──────── Data shown ────────
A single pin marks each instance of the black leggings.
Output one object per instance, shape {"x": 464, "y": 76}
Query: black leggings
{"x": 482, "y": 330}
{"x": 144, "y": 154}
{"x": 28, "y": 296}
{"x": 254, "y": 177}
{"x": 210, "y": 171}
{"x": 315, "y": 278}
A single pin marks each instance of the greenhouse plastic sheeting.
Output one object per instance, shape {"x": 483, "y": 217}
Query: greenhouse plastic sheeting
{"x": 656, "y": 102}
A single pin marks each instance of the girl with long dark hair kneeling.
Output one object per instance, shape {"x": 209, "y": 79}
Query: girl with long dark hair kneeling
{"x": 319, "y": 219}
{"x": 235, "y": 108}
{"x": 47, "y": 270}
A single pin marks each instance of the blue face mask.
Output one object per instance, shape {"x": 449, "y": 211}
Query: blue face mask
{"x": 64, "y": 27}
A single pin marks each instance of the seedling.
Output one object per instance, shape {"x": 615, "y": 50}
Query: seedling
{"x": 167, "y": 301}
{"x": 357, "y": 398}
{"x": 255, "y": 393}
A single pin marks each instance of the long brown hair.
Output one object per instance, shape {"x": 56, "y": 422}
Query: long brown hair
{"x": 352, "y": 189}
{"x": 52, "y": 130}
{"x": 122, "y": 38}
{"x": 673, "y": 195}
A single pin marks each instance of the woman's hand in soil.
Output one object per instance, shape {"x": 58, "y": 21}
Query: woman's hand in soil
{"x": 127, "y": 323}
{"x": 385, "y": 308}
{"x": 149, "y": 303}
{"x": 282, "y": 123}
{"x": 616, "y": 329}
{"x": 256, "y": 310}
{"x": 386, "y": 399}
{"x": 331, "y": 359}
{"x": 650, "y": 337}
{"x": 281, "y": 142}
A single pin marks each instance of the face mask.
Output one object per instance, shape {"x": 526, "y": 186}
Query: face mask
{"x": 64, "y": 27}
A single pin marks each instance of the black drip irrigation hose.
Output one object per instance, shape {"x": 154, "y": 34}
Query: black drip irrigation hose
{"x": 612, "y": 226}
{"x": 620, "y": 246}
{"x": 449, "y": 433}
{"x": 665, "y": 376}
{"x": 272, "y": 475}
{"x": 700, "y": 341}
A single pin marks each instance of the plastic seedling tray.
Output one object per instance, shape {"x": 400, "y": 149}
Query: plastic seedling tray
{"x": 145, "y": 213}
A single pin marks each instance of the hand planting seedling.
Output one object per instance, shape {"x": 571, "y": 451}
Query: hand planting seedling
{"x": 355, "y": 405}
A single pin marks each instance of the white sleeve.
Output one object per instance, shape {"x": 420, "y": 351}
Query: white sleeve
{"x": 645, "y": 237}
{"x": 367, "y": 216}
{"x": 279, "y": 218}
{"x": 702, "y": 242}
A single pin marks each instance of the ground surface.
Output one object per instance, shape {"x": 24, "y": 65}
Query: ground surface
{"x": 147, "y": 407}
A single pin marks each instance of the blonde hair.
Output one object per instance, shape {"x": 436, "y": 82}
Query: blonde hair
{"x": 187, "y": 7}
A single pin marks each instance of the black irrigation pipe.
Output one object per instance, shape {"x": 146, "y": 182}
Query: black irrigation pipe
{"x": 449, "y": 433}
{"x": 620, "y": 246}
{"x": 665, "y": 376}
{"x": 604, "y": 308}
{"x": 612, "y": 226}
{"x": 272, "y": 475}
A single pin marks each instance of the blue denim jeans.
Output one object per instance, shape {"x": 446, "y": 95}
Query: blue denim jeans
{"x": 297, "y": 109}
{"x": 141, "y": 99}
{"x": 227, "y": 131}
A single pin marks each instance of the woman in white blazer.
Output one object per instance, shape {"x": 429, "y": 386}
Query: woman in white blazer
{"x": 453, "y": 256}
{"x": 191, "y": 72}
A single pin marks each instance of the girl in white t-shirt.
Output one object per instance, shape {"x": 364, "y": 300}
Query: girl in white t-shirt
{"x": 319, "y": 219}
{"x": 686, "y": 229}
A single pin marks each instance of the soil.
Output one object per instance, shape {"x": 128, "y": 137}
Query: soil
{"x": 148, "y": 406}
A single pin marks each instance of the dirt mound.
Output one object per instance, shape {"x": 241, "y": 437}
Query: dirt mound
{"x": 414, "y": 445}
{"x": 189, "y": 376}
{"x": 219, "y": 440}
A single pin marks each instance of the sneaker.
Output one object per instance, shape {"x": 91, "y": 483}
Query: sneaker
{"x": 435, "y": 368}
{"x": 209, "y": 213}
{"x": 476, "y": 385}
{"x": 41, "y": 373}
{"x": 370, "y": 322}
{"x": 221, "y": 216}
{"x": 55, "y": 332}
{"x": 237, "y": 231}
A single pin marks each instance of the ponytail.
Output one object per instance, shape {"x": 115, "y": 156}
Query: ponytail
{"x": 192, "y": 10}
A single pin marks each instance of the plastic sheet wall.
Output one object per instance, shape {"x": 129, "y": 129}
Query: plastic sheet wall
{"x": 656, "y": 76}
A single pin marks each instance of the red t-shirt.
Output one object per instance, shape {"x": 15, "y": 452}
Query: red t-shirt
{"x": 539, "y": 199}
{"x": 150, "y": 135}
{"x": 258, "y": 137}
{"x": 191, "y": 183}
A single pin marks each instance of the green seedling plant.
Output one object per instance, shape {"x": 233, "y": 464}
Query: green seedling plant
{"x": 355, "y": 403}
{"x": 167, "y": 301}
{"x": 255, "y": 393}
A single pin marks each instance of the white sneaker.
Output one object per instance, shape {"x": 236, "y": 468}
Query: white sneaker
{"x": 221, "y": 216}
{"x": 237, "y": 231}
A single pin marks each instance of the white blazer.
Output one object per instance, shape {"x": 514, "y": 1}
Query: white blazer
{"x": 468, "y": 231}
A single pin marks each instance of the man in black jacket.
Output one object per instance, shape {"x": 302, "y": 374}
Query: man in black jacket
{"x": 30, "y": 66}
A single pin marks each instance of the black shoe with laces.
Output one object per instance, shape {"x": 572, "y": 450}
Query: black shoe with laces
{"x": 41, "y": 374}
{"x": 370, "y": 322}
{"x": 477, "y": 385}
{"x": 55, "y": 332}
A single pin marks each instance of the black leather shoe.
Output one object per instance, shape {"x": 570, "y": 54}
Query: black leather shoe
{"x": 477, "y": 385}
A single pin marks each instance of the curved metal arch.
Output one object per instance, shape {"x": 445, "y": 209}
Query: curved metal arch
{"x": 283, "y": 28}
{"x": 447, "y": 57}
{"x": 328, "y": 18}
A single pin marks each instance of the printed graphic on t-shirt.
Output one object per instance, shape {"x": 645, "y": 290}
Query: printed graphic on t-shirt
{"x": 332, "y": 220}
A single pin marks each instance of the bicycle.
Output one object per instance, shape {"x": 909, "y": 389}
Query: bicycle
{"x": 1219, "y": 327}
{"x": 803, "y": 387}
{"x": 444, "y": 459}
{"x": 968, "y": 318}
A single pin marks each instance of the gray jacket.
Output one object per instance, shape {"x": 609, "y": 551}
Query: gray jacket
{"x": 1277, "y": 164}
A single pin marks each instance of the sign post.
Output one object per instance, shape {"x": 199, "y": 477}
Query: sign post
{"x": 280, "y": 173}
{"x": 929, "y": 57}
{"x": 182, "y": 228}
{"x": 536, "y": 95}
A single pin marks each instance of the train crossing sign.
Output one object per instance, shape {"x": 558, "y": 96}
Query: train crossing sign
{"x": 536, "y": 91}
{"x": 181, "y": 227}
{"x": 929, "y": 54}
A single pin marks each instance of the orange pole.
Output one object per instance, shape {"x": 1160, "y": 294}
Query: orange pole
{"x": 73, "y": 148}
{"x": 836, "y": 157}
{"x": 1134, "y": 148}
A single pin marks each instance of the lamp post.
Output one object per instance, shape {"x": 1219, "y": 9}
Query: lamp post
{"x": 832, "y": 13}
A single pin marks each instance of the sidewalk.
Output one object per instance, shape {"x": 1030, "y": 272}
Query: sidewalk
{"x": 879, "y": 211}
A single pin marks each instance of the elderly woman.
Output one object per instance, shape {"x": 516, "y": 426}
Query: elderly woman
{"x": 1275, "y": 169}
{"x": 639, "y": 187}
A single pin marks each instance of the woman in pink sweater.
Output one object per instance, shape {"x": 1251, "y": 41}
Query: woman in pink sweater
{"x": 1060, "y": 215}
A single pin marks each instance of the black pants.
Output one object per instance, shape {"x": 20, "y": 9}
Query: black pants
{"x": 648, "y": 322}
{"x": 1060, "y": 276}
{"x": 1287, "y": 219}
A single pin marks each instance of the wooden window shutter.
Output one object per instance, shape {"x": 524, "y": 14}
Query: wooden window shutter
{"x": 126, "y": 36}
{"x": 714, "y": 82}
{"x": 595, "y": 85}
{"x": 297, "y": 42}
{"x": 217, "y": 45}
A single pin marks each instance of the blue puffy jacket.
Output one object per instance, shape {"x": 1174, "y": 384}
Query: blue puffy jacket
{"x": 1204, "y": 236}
────────
[What to produce]:
Reproduce only the lines from the line containing "A single pin marks each instance of the gray" to the last line of the material above, both of those lines included.

[Complete answer]:
A single pin marks each instance of the gray jacket.
Output one object per instance, shape {"x": 609, "y": 551}
Query: gray jacket
{"x": 1277, "y": 164}
A single pin marks each instance of the sign post.
Output one object per instance, shape {"x": 199, "y": 477}
Query: sign post
{"x": 280, "y": 173}
{"x": 929, "y": 57}
{"x": 182, "y": 228}
{"x": 536, "y": 95}
A single pin marks each instance of the train crossing sign.
Output one object per instance, shape {"x": 558, "y": 96}
Query: train crossing sign
{"x": 536, "y": 91}
{"x": 181, "y": 227}
{"x": 929, "y": 54}
A single pin marks each instance of the orange pole.
Output one object per instance, shape {"x": 1160, "y": 294}
Query: orange pole
{"x": 73, "y": 148}
{"x": 836, "y": 157}
{"x": 1134, "y": 148}
A single pin marks each instance of the lamp post.
Output one object per instance, shape {"x": 1219, "y": 9}
Query: lamp post
{"x": 832, "y": 13}
A single pin marks each instance of the sidewalk.
Output one object per instance, shape {"x": 1030, "y": 272}
Query: sidewalk
{"x": 879, "y": 211}
A single pin marks each instance of the elderly woman.
Output one object per instance, shape {"x": 516, "y": 426}
Query: elderly woman
{"x": 1275, "y": 169}
{"x": 639, "y": 187}
A single pin marks each instance of the woman in pink sweater.
Output one object per instance, shape {"x": 1251, "y": 41}
Query: woman in pink sweater
{"x": 1060, "y": 215}
A single pin marks each instance of the black pants.
Output one object per instance, shape {"x": 20, "y": 9}
Query: black pants
{"x": 648, "y": 322}
{"x": 1060, "y": 276}
{"x": 1287, "y": 219}
A single pin marks each instance of the wooden window shutter.
Output one object per instance, shape {"x": 524, "y": 14}
Query: wooden window shutter
{"x": 126, "y": 36}
{"x": 714, "y": 82}
{"x": 595, "y": 85}
{"x": 297, "y": 42}
{"x": 217, "y": 45}
A single pin marks each instance of the blue puffy jacket.
Output one object per instance, shape {"x": 1174, "y": 384}
Query: blue puffy jacket
{"x": 1204, "y": 236}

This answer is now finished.